Work instructions: Transcribe the records in their entirety, exactly as given.

--- Records for this task Enclosed Below ---

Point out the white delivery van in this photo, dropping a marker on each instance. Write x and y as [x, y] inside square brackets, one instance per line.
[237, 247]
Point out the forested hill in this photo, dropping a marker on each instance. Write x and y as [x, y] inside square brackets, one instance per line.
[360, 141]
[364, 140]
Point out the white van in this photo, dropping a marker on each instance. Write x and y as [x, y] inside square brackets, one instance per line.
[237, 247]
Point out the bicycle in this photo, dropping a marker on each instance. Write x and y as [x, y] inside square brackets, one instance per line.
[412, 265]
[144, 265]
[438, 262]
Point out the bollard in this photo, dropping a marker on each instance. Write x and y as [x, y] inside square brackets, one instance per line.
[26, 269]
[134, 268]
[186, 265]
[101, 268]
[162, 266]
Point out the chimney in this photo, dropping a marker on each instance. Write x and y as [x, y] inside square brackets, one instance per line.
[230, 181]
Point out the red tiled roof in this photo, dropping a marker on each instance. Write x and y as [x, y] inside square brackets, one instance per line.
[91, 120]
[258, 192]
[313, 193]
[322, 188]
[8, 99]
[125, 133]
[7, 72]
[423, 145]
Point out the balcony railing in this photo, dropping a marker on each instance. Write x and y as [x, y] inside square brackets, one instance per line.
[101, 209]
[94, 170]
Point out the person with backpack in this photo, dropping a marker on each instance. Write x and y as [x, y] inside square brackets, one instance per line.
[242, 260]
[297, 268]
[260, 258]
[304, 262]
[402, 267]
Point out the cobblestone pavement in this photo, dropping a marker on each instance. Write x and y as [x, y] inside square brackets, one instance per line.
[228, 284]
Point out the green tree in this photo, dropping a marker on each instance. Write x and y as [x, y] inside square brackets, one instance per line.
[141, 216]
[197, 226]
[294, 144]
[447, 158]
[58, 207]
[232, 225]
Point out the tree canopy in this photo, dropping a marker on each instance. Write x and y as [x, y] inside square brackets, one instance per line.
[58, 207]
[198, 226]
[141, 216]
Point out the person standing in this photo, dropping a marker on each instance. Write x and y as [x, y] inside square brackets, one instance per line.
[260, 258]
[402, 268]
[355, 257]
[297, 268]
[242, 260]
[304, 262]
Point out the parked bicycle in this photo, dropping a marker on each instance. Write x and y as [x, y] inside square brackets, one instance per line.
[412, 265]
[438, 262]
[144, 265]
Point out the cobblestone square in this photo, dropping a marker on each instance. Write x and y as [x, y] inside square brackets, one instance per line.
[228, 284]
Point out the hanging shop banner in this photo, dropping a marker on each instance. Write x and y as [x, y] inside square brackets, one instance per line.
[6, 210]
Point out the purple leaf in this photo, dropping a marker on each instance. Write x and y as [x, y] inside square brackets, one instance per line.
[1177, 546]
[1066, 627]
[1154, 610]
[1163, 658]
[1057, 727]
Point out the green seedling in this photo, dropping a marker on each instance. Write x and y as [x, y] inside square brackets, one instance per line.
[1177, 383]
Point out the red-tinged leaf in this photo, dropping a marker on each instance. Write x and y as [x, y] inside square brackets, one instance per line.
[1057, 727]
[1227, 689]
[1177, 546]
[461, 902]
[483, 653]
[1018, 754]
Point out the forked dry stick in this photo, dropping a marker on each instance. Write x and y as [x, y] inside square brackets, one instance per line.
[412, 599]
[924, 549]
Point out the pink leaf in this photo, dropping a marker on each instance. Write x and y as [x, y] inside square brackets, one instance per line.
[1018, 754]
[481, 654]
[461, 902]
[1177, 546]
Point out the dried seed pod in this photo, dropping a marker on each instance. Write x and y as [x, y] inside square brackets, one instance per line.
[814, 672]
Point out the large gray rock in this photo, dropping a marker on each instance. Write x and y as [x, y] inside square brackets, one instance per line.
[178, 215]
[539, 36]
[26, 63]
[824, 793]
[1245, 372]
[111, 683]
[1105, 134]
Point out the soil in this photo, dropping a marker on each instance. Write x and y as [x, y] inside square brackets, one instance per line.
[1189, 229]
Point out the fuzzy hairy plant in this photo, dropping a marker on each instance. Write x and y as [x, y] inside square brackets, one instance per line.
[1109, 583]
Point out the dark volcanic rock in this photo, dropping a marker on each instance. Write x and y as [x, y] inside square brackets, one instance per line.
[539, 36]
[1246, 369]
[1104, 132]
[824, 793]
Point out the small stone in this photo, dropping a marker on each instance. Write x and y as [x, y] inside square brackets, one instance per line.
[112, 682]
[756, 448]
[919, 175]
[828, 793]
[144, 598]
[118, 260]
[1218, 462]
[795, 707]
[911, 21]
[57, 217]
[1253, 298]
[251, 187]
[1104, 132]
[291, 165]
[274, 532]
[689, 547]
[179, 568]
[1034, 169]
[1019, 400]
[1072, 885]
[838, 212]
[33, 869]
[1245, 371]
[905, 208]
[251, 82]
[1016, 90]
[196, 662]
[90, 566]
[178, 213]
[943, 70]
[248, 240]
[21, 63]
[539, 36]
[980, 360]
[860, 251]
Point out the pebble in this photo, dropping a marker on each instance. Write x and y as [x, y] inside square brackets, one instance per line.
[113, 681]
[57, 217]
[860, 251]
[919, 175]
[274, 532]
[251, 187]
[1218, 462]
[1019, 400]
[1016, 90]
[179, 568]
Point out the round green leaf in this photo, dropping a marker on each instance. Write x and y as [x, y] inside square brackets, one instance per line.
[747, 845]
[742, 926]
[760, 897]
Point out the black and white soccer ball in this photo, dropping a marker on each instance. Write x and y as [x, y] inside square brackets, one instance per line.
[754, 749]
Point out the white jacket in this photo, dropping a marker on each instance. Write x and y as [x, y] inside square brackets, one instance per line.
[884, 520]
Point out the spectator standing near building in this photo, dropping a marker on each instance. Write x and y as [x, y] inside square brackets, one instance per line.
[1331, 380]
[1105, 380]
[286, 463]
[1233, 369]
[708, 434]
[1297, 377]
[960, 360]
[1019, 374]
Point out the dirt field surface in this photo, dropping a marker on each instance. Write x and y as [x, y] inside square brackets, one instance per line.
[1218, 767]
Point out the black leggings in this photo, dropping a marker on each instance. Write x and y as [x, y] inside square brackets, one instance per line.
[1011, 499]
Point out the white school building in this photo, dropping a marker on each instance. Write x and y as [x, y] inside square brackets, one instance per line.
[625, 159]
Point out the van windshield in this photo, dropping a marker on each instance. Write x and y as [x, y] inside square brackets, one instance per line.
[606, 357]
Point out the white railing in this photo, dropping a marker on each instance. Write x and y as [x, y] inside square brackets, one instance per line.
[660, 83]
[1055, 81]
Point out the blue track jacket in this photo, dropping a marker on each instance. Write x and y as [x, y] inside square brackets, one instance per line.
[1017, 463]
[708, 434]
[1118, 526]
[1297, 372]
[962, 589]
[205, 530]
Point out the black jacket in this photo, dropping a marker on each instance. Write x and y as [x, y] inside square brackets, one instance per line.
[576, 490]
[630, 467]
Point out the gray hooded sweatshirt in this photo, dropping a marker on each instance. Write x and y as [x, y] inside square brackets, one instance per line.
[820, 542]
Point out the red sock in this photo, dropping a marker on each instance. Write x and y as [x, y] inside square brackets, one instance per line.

--- End of Enclosed Records for this task ---

Exercise output:
Point out the white delivery van in this photo, dropping a marker on each instance. Write x and y as [x, y] inside square brackets, one instance per line.
[237, 247]
Point out the forested hill in this photo, dropping a marker on each instance. Write x and y as [x, y] inside square brackets, one instance per line.
[360, 141]
[364, 140]
Point out the white van in this photo, dropping a marker on each instance. Write x and y as [x, y] inside square brackets, one instance per line.
[237, 247]
Point out the bicycle in this photo, dropping a marker on each instance. Write x and y as [x, y] inside square brackets, one instance per line.
[412, 265]
[144, 265]
[438, 262]
Point out the bollard in this photo, dropping a marker on each instance. Write x and y as [x, y] inside square brackets, one instance per line.
[26, 269]
[134, 268]
[186, 265]
[101, 268]
[162, 266]
Point out the chimney in this photo, dropping a marker on each instance. Write x and y as [x, y] inside square brackets, one instance per line.
[230, 181]
Point out the red tiled roof in this photo, dropping a marker on each instance. Write x and y as [x, y] inside square brackets, one instance per line.
[91, 120]
[258, 192]
[313, 193]
[322, 188]
[8, 99]
[125, 133]
[7, 72]
[423, 145]
Point out the balcony railing in this photo, dropping a marker on each instance. Write x and y as [x, y] inside square brackets, one instance per line.
[101, 209]
[94, 170]
Point out the person with backpack in this photo, dropping a marker on each instance. Write x and y as [x, y] inside square brackets, one instance per line.
[242, 260]
[297, 268]
[260, 258]
[304, 262]
[402, 267]
Point out the cobblestone pavement in this photo, dropping a marker on each instance. Write x and y as [x, y] inside square brackets, one instance per line.
[228, 284]
Point out the green tree in this photo, dropping a marker on each instance. Write x and y as [x, y] inside square brackets, one instance per line.
[141, 216]
[197, 226]
[294, 144]
[447, 158]
[58, 207]
[232, 225]
Point out the tree canopy in this photo, dropping a marker on each instance. Write x and y as [x, y] inside square brackets, one instance per line.
[58, 207]
[198, 226]
[141, 216]
Point out the person standing in this photo, dropping a marker on each instance. Write x and y as [x, y] inside square brackets, one instance per line.
[260, 258]
[402, 268]
[355, 257]
[297, 268]
[242, 260]
[304, 262]
Point out the parked bicycle in this photo, dropping a marker on each instance. Write x and y as [x, y] inside square brackets, one instance per line.
[412, 265]
[438, 262]
[144, 265]
Point out the cobblestone square in this photo, dropping a marker on each instance. Write x and y as [x, y] inside square brackets, one instance per line.
[228, 284]
Point out the hanging shop banner in this photo, dropping a marker on each instance. Write x and y as [x, y] inside square brackets, one instance per line.
[6, 210]
Point out the purple leaf in this photo, dropping a marker on each instance. Write x and y as [x, y] inside square brackets, one instance per line.
[1177, 546]
[1066, 627]
[1154, 610]
[1163, 658]
[1057, 727]
Point out the green seedling in this photo, dropping a marker on each instance. Write x and y as [x, y] inside square brackets, one instance per line.
[1177, 383]
Point out the red-tinged leaf in this photo, dropping a marker on each instance. Write x and y as [x, y] inside square brackets, one instance per line.
[1057, 727]
[1227, 689]
[1177, 546]
[461, 902]
[483, 653]
[1018, 754]
Point out the forked dry stick in this photo, dropping a marker on each instance. Write x and y as [x, y] inside square brackets, one instance per line.
[412, 599]
[924, 549]
Point out the pink leaf in this photo, dropping a marker on each instance. Write x and y as [x, y] inside square brackets, one instance per line.
[1018, 754]
[481, 654]
[461, 902]
[1177, 546]
Point out the dried seed pod in this photo, dropping a marker on each instance. Write x and y as [x, y] inside square brackets, one instance per line.
[814, 672]
Point out the large gray rock in this photo, dropping a marker on each instance. Write x and y as [x, y] inside square brackets, one instance per line.
[178, 215]
[539, 36]
[26, 63]
[824, 793]
[1245, 372]
[111, 683]
[1105, 134]
Point out the soil in this photo, dropping a marker on each instance. Write x and y as [x, y] inside square brackets, one instance per line.
[1189, 229]
Point out the fuzzy hairy plant in this photo, dropping a marker on each instance. Write x and y as [x, y] inside square brackets, one instance per line.
[1109, 583]
Point out the dark volcanic rock in this photo, dropping a marker on each instance. Write x and y as [x, y] inside square brackets, one instance per line.
[539, 36]
[1246, 369]
[1104, 132]
[824, 793]
Point out the small stone in this photo, dropping a marker on each instance. Write x and y as [x, y] inside square brackets, one instance per line.
[112, 682]
[756, 448]
[919, 175]
[828, 793]
[144, 598]
[118, 260]
[1218, 462]
[795, 707]
[911, 21]
[57, 217]
[1253, 298]
[251, 187]
[1104, 132]
[291, 165]
[274, 532]
[689, 547]
[179, 568]
[1034, 169]
[1019, 400]
[1072, 885]
[838, 212]
[33, 869]
[1245, 371]
[905, 208]
[251, 82]
[1016, 90]
[196, 662]
[90, 566]
[178, 213]
[943, 70]
[248, 240]
[21, 63]
[539, 36]
[980, 360]
[860, 251]
Point out the pebble in this photo, dropping a marker on each instance. Write x and y as [x, y] inside square brackets, one instance per line.
[113, 681]
[57, 217]
[860, 251]
[919, 175]
[274, 532]
[251, 187]
[1218, 462]
[1019, 400]
[1016, 90]
[179, 568]
Point out the round green leaf in this photo, dropping a marker on each instance. Write x and y as [x, y] inside square brackets, one instance per line.
[747, 845]
[742, 926]
[760, 897]
Point out the black and white soccer ball in this photo, dropping a marker on each instance. Write x and y as [x, y] inside square brackets, one instance per line.
[754, 749]
Point out the white jacket in this photo, dropping a marker on each instance. Write x and y as [x, y] inside square brackets, one instance per line.
[884, 520]
Point out the spectator standing near building in this photo, dropping a marker on each instance. Write x and y as [x, y] inside square brackets, one instance per line.
[1331, 380]
[1105, 380]
[286, 463]
[1233, 369]
[708, 434]
[1297, 377]
[960, 360]
[1019, 374]
Point out the dirt field surface in this photo, dropping a marker on each instance. Write x and y as [x, y] inside square brackets, one instance per line.
[1218, 767]
Point out the black leggings in this photo, dropping a marker on each instance. Write x and y as [x, y] inside square brackets, one instance per line.
[1011, 499]
Point out the white school building in this photo, dropping a marker on each instance. Write x and y as [x, y] inside square brackets, one instance per line.
[625, 159]
Point out the van windshield in this photo, dropping a marker on each instance. Write x and y as [x, y] inside square brackets, one instance per line.
[606, 357]
Point out the white railing in this photo, dropping a marker on each instance. Write x and y as [x, y] inside square brackets, one instance per line.
[660, 83]
[1055, 81]
Point out the blue track jacket in this photo, dropping a marker on each instance. Write x and y as [x, y] inside square brackets, one instance per line.
[1017, 463]
[708, 434]
[1118, 526]
[1297, 372]
[962, 589]
[205, 530]
Point out the black jacket in this photo, dropping a marker on each instance. Write x and y as [x, y] inside square brackets, one instance per line.
[576, 490]
[630, 467]
Point out the gray hooded sweatshirt in this photo, dropping a marker on each instance. Write x and y as [x, y] inside square brackets, one instance per line.
[820, 542]
Point out the red sock in this photo, dropping a marker on each instance. Write x and y as [x, y] inside square brackets, one instance per line.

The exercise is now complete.